### Selected extract
▽
06_conclusion.Rmd

---
output: pdf_document
geometry: margin = 1in
---

## 5. Conclusion

In this bachelor thesis, we deal with three different fields. First, the network architecture of a neural network is investigated, then the model is analyzed using an XAI approach. In the last step, the information found in this paper and general time series analysis is combined to form a trading strategy. The methodology is based on the guiding questions defined in chapter [1](#introduction):

1) How does the selection of the network architecture influence the quality of predictions? What influence can be found concerning the Sharpe ratio of a simple trading strategy?

Pursuing the first guiding question, all possible network architecture combinations between one layer with one neuron and three layers with ten neurons each are quantitatively compared. The plots of the error function MSE in chapter [3.2.4](#evaluate_nn) show that a complex model is more prone to overfitting. The Sharpe ratio is used to assess trading performance. There it can be seen that the inverse relationship between the in-sample and out-of-sample indicates overfitting characteristics. In conclusion, no rule of thumb can be found that works well without testing and comparing. The model should be complex enough for the sake of accuracy, but should not feature overfitting. Ultimately, it seems to make sense that the number of neurons should be in the range of the number of inputs.

2) What is the added value of enhancing this neural network with aspects of explainable artificial intelligence (XAI)? 

Of the methods presented, the linear parameter data approach (LPD) turns out to be useful for financial time series. Important reasons for this are that the data should remain chronologically ordered and the dependency structure should remain in place. The derivatives after the intercept and the weights reveal important points. On one hand, there is an analogy to linear regression, which suggests that some explanatory variables are more important than others at a point in time. On the other hand, analogous to the autocorrelation of the Bitcoin log returns, it shows which lags are important and should be fed into the neural network. LPD cannot explain the operation of the network, the role of weights and error terms, and the development of the backpropagation algorithm. In summary, the derivations do a good job of revealing when the neural network is unstable, and thus inaccurate outputs are to be expected. 

3) How can the acquired information about neural networks, XAI, and general time series analysis be used to define an efficient trading strategy?
△
### Raw data
▽
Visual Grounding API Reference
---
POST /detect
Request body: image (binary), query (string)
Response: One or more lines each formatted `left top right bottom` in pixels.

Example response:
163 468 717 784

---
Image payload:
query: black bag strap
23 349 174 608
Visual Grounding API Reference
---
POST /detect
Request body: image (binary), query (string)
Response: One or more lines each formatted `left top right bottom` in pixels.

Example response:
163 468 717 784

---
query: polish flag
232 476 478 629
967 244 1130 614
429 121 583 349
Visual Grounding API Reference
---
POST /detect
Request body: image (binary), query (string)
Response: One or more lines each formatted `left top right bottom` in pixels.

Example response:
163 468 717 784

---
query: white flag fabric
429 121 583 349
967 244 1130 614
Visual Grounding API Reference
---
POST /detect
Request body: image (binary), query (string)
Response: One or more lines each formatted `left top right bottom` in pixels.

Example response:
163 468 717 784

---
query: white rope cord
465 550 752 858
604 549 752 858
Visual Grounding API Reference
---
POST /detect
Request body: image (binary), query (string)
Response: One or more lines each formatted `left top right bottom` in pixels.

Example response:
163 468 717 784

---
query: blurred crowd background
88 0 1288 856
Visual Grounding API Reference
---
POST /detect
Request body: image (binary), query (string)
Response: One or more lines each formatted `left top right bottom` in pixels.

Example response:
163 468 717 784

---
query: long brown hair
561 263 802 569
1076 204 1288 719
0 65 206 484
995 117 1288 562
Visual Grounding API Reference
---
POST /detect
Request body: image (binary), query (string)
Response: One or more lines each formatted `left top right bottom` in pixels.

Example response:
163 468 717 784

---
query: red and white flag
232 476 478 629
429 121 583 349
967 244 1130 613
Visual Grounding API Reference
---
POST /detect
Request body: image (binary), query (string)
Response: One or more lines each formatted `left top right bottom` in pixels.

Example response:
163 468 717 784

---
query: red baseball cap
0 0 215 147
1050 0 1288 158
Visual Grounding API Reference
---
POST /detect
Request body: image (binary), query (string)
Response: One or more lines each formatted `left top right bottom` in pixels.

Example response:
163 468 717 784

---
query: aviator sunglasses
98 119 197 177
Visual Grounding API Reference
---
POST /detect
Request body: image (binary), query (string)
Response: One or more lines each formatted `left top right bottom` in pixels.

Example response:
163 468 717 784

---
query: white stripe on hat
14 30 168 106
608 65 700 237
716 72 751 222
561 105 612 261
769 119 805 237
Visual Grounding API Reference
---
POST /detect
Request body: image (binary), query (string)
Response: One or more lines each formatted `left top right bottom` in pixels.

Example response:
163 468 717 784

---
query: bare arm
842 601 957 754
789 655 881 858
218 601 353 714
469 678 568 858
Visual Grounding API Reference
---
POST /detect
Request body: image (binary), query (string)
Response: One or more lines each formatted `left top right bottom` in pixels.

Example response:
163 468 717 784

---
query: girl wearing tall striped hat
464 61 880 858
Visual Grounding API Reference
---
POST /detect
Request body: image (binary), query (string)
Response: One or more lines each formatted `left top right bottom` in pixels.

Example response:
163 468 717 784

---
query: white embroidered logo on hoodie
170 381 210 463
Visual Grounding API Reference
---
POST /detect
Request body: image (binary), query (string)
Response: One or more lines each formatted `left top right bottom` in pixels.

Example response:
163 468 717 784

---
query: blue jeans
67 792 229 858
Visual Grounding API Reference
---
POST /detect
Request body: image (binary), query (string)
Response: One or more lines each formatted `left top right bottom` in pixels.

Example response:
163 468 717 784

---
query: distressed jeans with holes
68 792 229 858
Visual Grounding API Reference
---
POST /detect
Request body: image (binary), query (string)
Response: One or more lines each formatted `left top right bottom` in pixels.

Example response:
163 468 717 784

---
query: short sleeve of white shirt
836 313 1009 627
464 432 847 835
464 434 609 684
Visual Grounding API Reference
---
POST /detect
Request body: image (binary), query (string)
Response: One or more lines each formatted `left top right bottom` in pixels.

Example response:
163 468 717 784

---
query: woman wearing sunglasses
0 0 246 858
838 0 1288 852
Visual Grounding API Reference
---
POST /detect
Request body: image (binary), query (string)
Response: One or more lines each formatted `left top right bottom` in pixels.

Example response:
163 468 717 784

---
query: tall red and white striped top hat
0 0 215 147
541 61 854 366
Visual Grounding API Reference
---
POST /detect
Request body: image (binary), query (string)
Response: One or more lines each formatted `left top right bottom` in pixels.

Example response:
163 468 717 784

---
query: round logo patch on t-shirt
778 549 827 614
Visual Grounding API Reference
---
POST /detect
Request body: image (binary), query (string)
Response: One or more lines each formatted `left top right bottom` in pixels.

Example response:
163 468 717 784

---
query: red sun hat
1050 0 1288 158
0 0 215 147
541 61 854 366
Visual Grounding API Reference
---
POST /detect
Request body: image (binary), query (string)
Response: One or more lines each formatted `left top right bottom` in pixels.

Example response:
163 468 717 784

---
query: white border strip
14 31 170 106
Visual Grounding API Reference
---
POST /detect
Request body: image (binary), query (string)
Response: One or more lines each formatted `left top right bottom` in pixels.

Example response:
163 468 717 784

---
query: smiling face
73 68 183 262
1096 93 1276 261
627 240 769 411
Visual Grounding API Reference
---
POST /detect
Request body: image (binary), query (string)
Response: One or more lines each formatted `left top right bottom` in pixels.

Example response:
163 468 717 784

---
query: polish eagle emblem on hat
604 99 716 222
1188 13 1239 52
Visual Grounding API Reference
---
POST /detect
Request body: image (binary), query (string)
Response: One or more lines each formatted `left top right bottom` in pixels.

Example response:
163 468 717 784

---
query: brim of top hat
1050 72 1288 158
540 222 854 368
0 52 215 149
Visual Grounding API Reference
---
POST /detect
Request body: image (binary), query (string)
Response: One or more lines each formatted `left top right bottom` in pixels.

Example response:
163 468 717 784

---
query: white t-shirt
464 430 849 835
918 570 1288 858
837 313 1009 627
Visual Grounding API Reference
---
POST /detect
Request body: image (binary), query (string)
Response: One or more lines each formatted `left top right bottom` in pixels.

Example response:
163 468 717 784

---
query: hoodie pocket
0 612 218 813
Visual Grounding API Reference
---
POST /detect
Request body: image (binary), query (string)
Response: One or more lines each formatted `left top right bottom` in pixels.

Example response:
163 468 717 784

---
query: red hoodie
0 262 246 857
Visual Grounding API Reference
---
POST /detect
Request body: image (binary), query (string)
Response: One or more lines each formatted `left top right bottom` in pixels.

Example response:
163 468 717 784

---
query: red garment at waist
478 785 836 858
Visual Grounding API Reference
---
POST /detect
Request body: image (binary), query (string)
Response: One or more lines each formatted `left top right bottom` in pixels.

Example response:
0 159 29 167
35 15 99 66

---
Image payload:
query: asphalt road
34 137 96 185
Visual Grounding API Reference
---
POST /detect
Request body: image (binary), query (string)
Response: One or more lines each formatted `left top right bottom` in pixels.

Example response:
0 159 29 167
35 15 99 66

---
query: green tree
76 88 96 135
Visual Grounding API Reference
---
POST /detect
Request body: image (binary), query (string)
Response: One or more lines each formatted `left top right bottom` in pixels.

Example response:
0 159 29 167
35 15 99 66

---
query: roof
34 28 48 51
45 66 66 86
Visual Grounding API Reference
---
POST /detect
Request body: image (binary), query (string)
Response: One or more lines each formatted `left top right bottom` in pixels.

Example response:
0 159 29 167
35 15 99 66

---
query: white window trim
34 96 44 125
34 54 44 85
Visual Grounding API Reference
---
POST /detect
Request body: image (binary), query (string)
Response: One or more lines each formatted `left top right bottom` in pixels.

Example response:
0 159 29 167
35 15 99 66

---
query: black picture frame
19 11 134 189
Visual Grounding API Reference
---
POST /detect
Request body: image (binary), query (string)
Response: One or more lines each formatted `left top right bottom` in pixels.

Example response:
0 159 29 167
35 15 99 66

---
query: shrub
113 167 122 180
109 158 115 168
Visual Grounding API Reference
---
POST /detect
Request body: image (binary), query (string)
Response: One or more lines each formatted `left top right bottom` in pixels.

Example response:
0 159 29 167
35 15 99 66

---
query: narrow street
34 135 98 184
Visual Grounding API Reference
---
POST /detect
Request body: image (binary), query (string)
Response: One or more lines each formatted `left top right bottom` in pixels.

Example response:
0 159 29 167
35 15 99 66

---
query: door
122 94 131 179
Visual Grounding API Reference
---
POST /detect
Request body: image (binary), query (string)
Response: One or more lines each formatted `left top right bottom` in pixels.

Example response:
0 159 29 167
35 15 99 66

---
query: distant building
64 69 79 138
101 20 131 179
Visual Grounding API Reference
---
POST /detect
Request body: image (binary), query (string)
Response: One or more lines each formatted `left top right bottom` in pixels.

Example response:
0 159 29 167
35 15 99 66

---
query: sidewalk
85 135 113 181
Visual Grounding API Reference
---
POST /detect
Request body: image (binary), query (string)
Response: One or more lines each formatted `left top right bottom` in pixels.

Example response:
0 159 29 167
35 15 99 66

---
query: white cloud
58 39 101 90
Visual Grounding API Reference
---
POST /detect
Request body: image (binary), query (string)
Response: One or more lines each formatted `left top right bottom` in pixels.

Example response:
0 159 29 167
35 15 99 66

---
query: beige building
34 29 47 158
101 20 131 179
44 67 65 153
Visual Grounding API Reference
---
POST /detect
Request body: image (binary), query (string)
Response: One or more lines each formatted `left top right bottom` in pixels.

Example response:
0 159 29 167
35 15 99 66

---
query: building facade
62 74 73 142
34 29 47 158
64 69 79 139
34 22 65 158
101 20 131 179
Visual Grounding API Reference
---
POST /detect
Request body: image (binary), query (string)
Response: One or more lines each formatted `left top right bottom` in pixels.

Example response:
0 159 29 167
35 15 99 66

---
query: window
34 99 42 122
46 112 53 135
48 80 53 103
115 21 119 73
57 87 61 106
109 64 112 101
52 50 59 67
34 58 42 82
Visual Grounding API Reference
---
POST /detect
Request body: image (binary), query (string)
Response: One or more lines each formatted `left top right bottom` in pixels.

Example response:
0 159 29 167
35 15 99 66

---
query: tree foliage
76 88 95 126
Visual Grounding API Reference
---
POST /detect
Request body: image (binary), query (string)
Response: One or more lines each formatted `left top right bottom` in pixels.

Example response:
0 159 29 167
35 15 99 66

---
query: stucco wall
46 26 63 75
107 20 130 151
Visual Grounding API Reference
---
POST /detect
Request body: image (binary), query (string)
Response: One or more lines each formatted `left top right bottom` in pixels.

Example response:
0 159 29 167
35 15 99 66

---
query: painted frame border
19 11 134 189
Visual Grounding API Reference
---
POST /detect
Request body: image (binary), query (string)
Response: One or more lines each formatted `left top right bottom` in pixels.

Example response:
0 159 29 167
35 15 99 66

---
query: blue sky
△
### Tasks and exercises
1. Decide whether each statement agrees with the thesis conclusion. Answer yes or no for each, and quote the deciding words from the conclusion.
(a) The compared architectures range from one layer with one neuron to three layers with ten neurons each.
(b) The error plots show that a simple model is more prone to overfitting.
(c) LPD can explain the development of the backpropagation algorithm.
2. Output word for word the stretch of the thesis conclusion from "1) How does" through "simple trading strategy?".
The material has no role in this exercise.

### Results
1.
(a) Yes: "all possible network architecture combinations between one layer with one neuron and three layers with ten neurons each are quantitatively compared"
(b) No: "a complex model is more prone to overfitting"
(c) No: "LPD cannot explain the operation of the network, the role of weights and error terms, and the development of the backpropagation algorithm"

2.
1) How does the selection of the network architecture influence the quality of predictions? What influence can be found concerning the Sharpe ratio of a simple trading strategy?